- How to complete this task
Reproduce the data below verbatim from the line containing "Target: rectangular window" through its final line, and produce nothing more.

- Listed entries
━━━━━━━━━━

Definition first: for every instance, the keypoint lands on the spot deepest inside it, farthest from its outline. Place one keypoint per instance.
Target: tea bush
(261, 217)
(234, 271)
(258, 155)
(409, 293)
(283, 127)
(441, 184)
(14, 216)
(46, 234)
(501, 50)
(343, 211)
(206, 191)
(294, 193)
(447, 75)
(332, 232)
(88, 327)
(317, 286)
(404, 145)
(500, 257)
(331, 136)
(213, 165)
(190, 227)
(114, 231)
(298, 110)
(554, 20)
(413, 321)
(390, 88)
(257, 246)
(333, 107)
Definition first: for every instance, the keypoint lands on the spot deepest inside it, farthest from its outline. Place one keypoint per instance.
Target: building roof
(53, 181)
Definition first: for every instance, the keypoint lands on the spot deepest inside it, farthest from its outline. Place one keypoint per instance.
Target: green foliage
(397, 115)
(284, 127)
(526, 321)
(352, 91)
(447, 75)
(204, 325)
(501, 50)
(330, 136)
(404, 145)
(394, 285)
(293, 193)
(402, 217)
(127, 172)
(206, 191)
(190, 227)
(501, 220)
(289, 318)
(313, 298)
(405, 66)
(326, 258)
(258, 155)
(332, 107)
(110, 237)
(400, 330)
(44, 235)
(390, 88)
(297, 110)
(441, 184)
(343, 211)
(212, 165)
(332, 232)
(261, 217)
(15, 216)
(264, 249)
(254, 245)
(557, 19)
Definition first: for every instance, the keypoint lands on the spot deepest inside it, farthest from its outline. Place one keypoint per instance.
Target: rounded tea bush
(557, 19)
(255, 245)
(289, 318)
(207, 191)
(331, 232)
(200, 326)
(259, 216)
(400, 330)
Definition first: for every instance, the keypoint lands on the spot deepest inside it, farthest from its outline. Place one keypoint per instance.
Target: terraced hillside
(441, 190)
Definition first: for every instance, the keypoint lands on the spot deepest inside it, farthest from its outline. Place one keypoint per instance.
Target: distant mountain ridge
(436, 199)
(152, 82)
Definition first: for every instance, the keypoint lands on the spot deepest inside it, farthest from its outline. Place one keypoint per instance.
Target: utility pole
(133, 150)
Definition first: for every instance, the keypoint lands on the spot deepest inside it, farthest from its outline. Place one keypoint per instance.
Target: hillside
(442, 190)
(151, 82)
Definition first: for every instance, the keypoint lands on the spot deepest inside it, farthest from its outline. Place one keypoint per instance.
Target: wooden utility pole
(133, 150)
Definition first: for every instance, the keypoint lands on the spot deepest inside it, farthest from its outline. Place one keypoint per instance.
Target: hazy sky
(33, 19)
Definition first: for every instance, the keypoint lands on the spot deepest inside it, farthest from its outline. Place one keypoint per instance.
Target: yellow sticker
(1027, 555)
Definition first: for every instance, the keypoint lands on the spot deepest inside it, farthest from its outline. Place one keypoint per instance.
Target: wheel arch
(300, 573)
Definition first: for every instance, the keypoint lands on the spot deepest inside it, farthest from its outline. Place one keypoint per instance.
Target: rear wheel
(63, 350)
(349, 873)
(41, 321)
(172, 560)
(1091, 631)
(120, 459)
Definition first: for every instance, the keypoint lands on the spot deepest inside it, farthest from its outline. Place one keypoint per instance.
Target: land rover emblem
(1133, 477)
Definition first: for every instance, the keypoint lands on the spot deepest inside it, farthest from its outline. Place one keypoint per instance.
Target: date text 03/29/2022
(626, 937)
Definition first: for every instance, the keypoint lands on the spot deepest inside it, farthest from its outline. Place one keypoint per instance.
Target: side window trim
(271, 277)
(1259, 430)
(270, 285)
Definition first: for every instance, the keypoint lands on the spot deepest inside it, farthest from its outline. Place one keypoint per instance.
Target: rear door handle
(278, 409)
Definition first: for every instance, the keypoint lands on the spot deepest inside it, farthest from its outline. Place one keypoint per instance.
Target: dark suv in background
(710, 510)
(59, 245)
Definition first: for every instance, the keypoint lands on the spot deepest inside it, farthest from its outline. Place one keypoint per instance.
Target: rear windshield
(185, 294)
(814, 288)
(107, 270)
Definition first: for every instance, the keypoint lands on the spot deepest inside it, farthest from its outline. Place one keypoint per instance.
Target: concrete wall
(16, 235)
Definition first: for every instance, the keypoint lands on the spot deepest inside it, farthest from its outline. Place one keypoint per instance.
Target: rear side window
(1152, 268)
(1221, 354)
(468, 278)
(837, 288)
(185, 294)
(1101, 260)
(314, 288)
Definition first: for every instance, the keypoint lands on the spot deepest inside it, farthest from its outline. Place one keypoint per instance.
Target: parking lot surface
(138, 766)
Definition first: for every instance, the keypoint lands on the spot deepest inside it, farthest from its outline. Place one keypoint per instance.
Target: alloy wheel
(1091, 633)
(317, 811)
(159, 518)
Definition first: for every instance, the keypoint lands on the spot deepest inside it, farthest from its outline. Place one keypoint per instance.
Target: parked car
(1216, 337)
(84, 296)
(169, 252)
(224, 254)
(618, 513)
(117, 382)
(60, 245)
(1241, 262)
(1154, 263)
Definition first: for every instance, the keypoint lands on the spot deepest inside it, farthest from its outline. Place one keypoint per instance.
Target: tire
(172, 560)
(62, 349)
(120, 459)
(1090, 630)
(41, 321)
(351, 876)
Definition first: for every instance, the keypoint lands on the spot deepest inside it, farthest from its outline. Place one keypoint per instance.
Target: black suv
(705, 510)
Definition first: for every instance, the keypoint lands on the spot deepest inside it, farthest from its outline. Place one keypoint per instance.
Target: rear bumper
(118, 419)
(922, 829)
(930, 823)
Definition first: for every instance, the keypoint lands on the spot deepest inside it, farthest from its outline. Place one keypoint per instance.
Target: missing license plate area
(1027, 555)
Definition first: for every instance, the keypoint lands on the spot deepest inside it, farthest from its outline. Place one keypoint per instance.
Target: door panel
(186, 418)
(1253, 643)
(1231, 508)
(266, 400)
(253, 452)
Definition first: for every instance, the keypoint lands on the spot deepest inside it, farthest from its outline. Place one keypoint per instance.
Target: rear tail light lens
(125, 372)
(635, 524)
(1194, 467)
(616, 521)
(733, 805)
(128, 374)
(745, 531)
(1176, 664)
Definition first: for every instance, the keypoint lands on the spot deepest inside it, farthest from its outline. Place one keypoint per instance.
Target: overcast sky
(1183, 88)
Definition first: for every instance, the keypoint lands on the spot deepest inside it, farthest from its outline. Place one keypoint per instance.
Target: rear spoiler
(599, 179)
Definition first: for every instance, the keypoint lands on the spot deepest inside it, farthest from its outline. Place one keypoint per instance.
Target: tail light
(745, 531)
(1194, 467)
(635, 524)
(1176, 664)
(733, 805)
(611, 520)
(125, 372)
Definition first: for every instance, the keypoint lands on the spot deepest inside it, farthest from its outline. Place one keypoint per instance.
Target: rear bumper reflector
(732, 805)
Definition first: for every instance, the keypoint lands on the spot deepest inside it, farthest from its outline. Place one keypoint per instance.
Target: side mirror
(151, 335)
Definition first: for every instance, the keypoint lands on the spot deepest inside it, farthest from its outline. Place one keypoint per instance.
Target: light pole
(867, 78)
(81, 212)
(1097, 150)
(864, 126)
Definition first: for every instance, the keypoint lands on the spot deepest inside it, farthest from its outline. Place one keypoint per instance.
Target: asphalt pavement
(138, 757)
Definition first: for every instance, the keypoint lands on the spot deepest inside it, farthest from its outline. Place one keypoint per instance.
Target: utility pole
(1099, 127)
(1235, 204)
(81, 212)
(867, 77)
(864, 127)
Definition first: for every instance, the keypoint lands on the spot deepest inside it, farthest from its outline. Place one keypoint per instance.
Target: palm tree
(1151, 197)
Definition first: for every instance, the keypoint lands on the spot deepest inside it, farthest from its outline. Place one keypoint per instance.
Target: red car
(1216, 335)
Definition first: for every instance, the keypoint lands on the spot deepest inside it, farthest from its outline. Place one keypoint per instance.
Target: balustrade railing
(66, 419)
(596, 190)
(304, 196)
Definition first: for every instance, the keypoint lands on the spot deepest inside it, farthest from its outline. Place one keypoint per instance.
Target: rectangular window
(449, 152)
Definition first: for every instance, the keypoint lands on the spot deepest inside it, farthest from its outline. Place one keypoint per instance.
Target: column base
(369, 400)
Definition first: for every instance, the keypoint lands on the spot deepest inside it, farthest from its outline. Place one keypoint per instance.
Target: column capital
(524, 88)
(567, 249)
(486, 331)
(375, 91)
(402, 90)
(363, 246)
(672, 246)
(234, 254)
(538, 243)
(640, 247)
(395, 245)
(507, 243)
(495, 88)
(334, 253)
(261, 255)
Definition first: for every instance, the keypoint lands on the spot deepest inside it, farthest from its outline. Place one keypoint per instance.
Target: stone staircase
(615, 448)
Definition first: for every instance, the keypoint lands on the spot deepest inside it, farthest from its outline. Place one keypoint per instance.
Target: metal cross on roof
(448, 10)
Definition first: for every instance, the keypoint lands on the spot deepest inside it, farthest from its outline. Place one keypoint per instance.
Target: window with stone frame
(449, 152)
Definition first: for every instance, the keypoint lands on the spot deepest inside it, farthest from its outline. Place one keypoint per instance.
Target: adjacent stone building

━━━━━━━━━━

- Written answer
Target: rectangular window
(449, 152)
Definition first: for every instance, the keypoint lands on the spot deepest inside it, farthest from its outline. Place one keypoint per instance.
Target: column base
(369, 400)
Definition first: for every instance, the keypoint lands on the spot deepest inside it, farthest from its outline. Place one keypoint per instance.
Target: column capital
(524, 88)
(567, 249)
(486, 331)
(375, 91)
(402, 90)
(363, 246)
(672, 246)
(234, 254)
(538, 243)
(640, 247)
(395, 245)
(507, 243)
(495, 88)
(334, 253)
(261, 255)
Definition first: for every instance, the keypoint lands on the spot deepest inside it, farthest from its outline. Place one keypoint per instance.
Target: stone staircase
(615, 448)
Definition first: for every instance, the keypoint lands on the spot deepest inside it, farthest from its outline. Place one keypoint per instance.
Target: metal cross on roof
(448, 10)
Definition first: for every instance, the keypoint lands on the spot deepest inside it, farthest from its outline. Place one keypoint per instance.
Target: window with stone frame
(449, 152)
Definition first: for every instance, the keypoint lands on the spot deepest inside it, farthest from its outline. Place one keypoint per instance.
Target: adjacent stone building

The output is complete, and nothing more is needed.